▶ [Instruksi Tertulis A] Menurut teks tentang lalu lintas, mengapa jalan di pusat Kota Tianjin tidak terlalu lebar dibandingkan dengan pusat pengembangan baru?

▶ [Teks Pilihan]
- - -

Lalu Lintas
Ruas-ruas jalan di Tianjin, Yunnan dan Beijing relatif sama dengan kota-kota lain di Tiongkok, lebar dan lurus. Jalan di pusat kota relatif tidak selebar daerah pengembangan kota, meskipun jika dibandingkan dengan jalan-jalan kota di Indonesia masih sangat lebar.
Jalan di pusat Kota Tianjin tidak terlalu lebar dibandingkan dengan pusat pengembangan baru karena wilayah pusat kota terdapat bangunan-bangunan bersejarah dan jika dirobohkan biayanya sangat tinggi.
Sementara di Yunnan, jalan ke luar kota justru terhubung dengan jalan tol yang lurus dan lebar. Bahkan, pembangunan jalan tol di Yunnan cukup fantastis karena dibangun di atas bukit, mengepras dan mengebor bukit. Pemandangan itu bisa disaksikan ketika melintas dari Kunming ke kawasan Yu Xi, Xi Lin atau Dali yang harus melintasi empat terowongan sepanjang seratus meter hingga 500-an meter. Teknologi dan produktivitas mereka dalam teknik sipil sekaligus arsitektur sangat tinggi.
Kondisi yang sama dapat di temui di Ibu Kota RRT, Beijing , yang jalannya lurus dan lebar menghubungkan barat-timur dan utara selatan. Jalan di depan Lapangan Tiananmen misalnya, sangat lebar sehingga arus lalu lintas terkesan lengang.
Arsitektur bangunan-bangunan di pusat Kota Tianjin, Yunnan dan Beijing layaknya bangunan di berbagai kota di Tiongkok, bernuansa barat. Bahkan, terkait dengan nuansa barat ini, di Tianjin dikenal dengan kisah Perang Boxer yakni gerakan masyarakat China dalam melawan dominasi bangsa Eropa dan Jepang. Di sejumlah titik bahkan terlihat monumen perlawanan mereka.
Di sepanjang jalan juga terdapat pohon-pohon penghijauan. Semakin keluar pusat kota, penghijauannya cukup terasa. Suasana hijau semakin cantik ketika di sejumlah titik terdapat taman-taman kota. Lingkungan sangat terjaga.
Dengan fasilitas jalan yang lebar bukan berarti tidak terjadi kepadatan. Arus lalu lintas di Yunnan, Tianjin dan Beijing cukup terasa pada jam masyarakat pergi dan pulang bekerja atau sekolah. Arus lalu lintas menuju kota terlihat pada pagi hari, dan arus lalu lintas ke luar kota padat pada sore hari.
Apalagi, arus lalu lintas di persimpangan-persimpangan jalan. Meski persimpangan terlihat lebar, tapi menyatunya pejalan kaki, pengendara mobil dan pengendara sepeda motor listrik, menjadikan arus lalu lintas di persimpangan terkesan semrawut. Dengan demikian, harus hati-hati dan polisi yang ada di sejumlah titik jalan seperti halnya di Indonesia juga harus turun tangan mengaturnya.

- - -

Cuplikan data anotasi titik
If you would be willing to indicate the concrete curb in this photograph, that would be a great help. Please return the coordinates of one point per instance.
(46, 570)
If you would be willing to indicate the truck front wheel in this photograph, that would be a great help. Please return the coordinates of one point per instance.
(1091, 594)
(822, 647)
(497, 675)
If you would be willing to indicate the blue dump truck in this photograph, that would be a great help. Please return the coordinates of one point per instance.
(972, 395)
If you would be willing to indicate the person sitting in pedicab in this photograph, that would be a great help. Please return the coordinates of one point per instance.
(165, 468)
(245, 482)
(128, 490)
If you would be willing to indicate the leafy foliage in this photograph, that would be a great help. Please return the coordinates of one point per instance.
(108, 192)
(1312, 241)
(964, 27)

- - -

▶ [Instruksi Tertulis B] Ubah baris-baris data anotasi titik menjadi CSV dua kolom bernama masukan dan keluaran. Mulailah dari baris yang memuat "If you would be willing to indicate the truck" hingga baris terakhir data, dengan satu baris CSV untuk setiap teks beserta jawabannya, setiap isian diberi tanda kutip, dan jeda baris diganti spasi.

▶ [Hasil A] Di wilayah pusat kota terdapat bangunan-bangunan bersejarah yang biayanya sangat tinggi jika dirobohkan.

▶ [Hasil B]
masukan,keluaran
"If you would be willing to indicate the truck front wheel in this photograph, that would be a great help. Please return the coordinates of one point per instance.","(1091, 594) (822, 647) (497, 675)"
"If you would be willing to indicate the blue dump truck in this photograph, that would be a great help. Please return the coordinates of one point per instance.","(972, 395)"
"If you would be willing to indicate the person sitting in pedicab in this photograph, that would be a great help. Please return the coordinates of one point per instance.","(165, 468) (245, 482) (128, 490)"
"If you would be willing to indicate the leafy foliage in this photograph, that would be a great help. Please return the coordinates of one point per instance.","(108, 192) (1312, 241) (964, 27)"